____ MATERIAL DE ENTRADA
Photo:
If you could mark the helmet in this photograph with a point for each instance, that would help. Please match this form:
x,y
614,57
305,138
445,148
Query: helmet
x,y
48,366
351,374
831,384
________
## O EXERCÍCIO:
Reescreva todos os dados acima, trocando "helmet" por "hat" e mantendo o restante sem nenhuma alteração.

## RESOLUÇÃO DA TAREFA:
Photo:
If you could mark the hat in this photograph with a point for each instance, that would help. Please match this form:
x,y
614,57
305,138
445,148
Query: hat
x,y
48,366
351,374
831,384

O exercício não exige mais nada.